** start Material shown **

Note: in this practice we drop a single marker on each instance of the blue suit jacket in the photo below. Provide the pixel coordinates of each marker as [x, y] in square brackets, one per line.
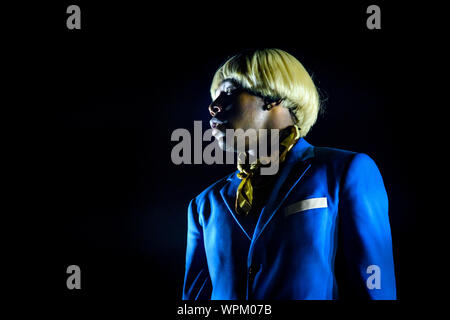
[327, 205]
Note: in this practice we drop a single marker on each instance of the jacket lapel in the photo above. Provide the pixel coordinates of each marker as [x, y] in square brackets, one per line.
[228, 193]
[293, 169]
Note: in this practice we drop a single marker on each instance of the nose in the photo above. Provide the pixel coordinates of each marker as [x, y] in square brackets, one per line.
[214, 109]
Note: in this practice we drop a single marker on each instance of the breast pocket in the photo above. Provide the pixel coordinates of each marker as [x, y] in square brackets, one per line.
[306, 204]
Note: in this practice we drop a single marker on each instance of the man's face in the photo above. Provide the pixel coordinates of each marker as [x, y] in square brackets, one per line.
[235, 108]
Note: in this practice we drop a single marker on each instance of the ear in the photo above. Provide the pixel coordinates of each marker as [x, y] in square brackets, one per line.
[273, 104]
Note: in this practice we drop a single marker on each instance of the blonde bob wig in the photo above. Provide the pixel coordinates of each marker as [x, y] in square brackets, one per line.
[276, 75]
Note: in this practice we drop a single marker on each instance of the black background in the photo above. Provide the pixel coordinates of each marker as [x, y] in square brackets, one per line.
[104, 192]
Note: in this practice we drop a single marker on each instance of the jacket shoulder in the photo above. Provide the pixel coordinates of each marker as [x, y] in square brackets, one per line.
[213, 189]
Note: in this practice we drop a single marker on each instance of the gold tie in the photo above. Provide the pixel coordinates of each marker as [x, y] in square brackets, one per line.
[244, 195]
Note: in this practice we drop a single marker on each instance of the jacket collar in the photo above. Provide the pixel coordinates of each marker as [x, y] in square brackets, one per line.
[298, 158]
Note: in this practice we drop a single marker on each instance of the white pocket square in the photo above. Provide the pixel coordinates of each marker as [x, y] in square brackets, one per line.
[313, 203]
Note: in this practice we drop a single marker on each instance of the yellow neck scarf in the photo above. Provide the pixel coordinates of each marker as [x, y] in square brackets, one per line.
[244, 195]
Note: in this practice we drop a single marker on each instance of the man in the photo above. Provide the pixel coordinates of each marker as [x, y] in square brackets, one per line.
[317, 229]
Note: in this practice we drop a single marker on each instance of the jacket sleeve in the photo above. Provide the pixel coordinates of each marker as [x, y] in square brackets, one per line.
[365, 235]
[197, 283]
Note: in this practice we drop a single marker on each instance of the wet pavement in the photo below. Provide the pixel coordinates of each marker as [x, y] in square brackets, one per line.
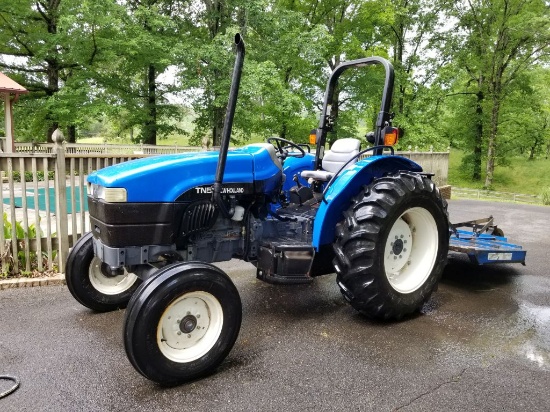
[481, 343]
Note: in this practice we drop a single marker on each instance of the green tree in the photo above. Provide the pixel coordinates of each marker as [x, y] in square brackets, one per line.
[35, 47]
[494, 43]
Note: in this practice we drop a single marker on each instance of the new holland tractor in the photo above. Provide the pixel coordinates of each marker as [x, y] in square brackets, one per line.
[158, 224]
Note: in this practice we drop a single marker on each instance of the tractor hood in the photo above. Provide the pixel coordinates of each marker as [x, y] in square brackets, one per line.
[164, 178]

** end Material shown **

**Goal of the exercise:** Quote every entry exactly, with the pictures omitted.

**Result:**
Note: in this practice we drop a single marker on each instance of the blue suit jacket in the photo below. Provide the pixel coordinates of each marker as [x, y] in square brackets, one per line.
[327, 205]
Note: in this practice we drop a single marker on each instance of the jacket lapel in the photo above. Provide the pixel coordinates of each marker as [x, y] in square brackets, one per line.
[228, 193]
[293, 169]
Note: in this practice we drop a single marker on each instance of the nose in the photo above. Provide the pixel coordinates of each marker as [x, y] in square brackets, one per line.
[214, 109]
Note: in this practice we drop a single marker on each instance of the breast pocket in the photo above. Provide the pixel coordinates of each marker as [x, y] in square brackets, one per line.
[306, 204]
Note: in this practice we drop a single marker on each instance of the man's face in the photo above. Provide the pixel coordinates of each marker as [x, y] in square brackets, one per line.
[235, 108]
Note: in this practice we drop a single marker on each instance of the ear in the photo above. Provide the pixel coordinates of each marker as [x, y] in square brackets, one per line.
[273, 104]
Note: in this practice we drop a single marker on each instance of the blonde bob wig in the photo above. Provide the pixel coordinates of each marker as [x, y] in square brackets, one per line.
[276, 75]
Note: in this practice we drop a single marker on each instance of the black background in the photo above. Provide the pixel coordinates of each marker as [x, y] in square brackets, one per line.
[104, 192]
Note: in this practice we drop a single marker on each instance of the jacket shoulder in the photo above. Provide the pixel coordinates of each marker as [x, y] in square brackets, one per line.
[213, 189]
Note: in this practice we drop a single marker on each instance of the gold tie in the photo above. Provide the pixel coordinates of each marker as [x, y] in square brackets, one per line.
[244, 195]
Note: in this practice we drop a single marker on each instance of the jacket collar in the photo above. Provide the pixel coordinates of each marker as [x, y] in square brackets, one per line.
[298, 158]
Note: in this practice we drop a single marker on each instance of the white pocket square in the photo above. Provide the pixel coordinates of each marker as [x, y] in square brackets, one per line.
[313, 203]
Note: in this practice we drop a single marker on each instance of the yellow neck scarf in the photo above. Provide the pixel coordinates of each marker as [x, y] in square brackets, one per line.
[244, 195]
Note: in this practice we drop a single marker on each instance of the man in the photo above. Provide the pixel coordinates of each marker as [x, y] in square brackets, one per line.
[317, 229]
Note: in this practice we drop a single marker on each instance of the jacket sleeve in the photo above. Provide the pixel coordinates of each marker as [x, y] in square brackets, one per line.
[365, 235]
[197, 283]
Note: in this practice we drop a single marker on each instance of the wet pavement in the photo below. Provide the pixel coordinates of each marker as [x, y] in square brackets, one per line.
[481, 343]
Note: in this practice we drop a single marker on each instance of the green tree in the photo above. Provide the pixel coordinates of each marker as [x, y] in square brackets, one per line.
[35, 47]
[494, 43]
Note: in this practice we drop a single marker on each instance of the new holland tractor in the photo above. Provide the pixel coordinates of each marker as [x, y] in square brackets, one per line.
[158, 224]
Note: in this practice we drop a single marker on each instance of the tractor hood in the photo above. Provide the pixel coordinates of each marker as [x, y] in square brackets, one per line.
[164, 178]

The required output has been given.